Text passage:
>> start
Senso is the debut studio album by Australian singer-songwriter Stephen Cummings, released in 1984. The album spawned the singles "We All Make Mistakes", "Stuck on Love", "Backstabbers", "Gymnasium", and "Another Kick in the Head". It peaked at number 46 on the Australian Kent Music Report. The album was re-released on CD in 1992. In 2007, the album was re-reissued with This Wonderful Life.

Reception
Toby Crewel from Rolling Stone Australia gave the album 4 1/2 out of 5, saying "Senso is superficially a collection of romance songs slanted towards the slower numbers. However with repeated listenings it becomes much more than that – it's one of those rare records which reveals new depths and new delights with each spin." adding "Lyrically the songs move from melancholic rapture to ecstatic reverie with paranoia, viciousness and quiet determination in there somewhere as well. Cummings delivers them with more confidence than he showed on The Sports records and he seems especially comfortable with the strong female harmonies and duets. His phrasing has never been better, his voice is more mature and his control more supple. He still loves to twist words out of shape and squeeze nuance from his vocal melody but he rarely mangles the lyric as has happened in the past."
>> end
Record extracts:
>> start
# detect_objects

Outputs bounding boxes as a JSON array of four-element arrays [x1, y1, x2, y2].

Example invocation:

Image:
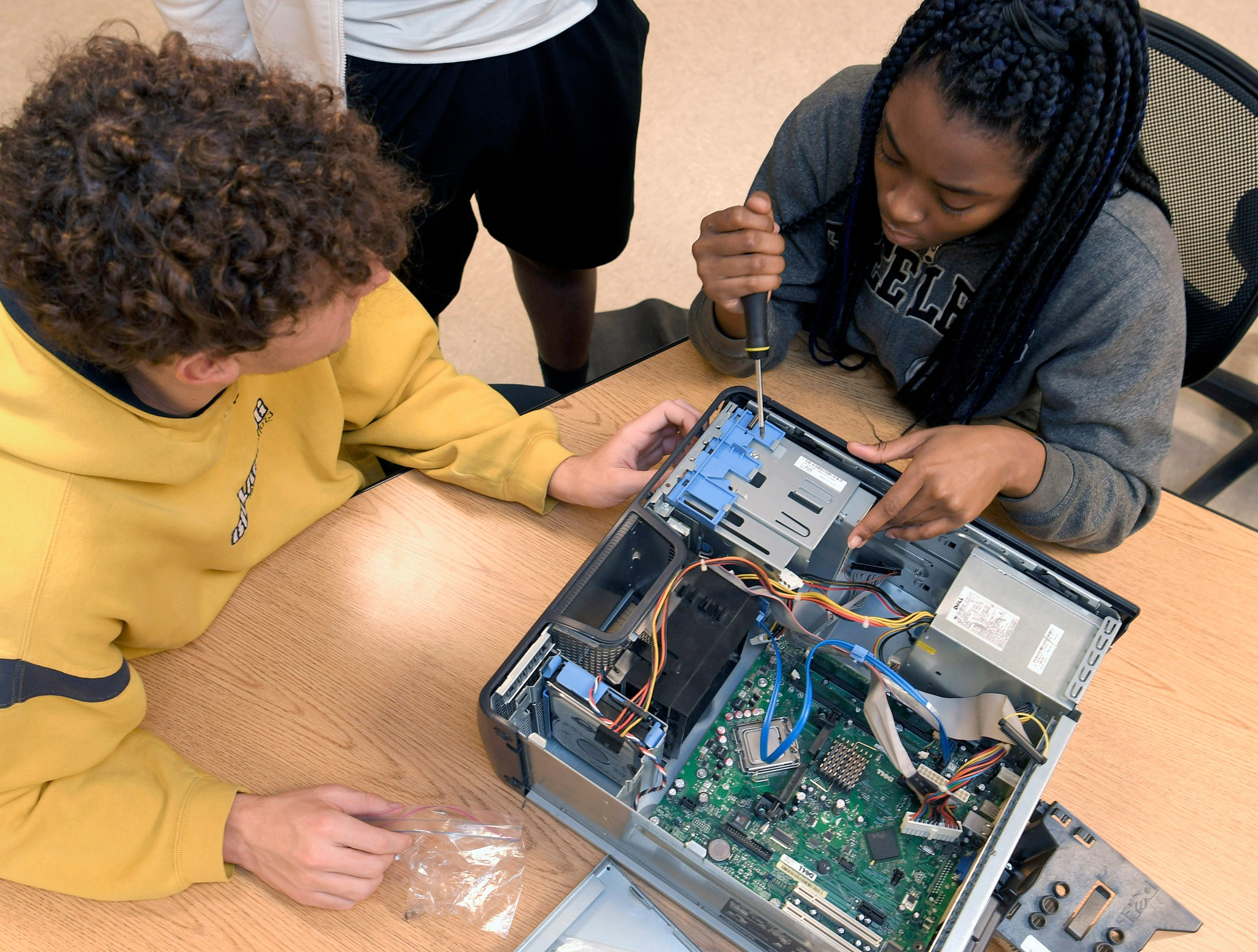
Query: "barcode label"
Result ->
[[947, 585, 1017, 651], [1027, 625, 1065, 674], [795, 456, 848, 493]]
>> end
Stated task:
In the article on Senso, why does the Rolling Stone Australia reviewer say the album becomes much more than a collection of romance songs? Answer in one to three sentences.

Response below:
The reviewer says that with repeated listenings Senso proves to be one of those rare records that reveals new depths and new delights with each spin.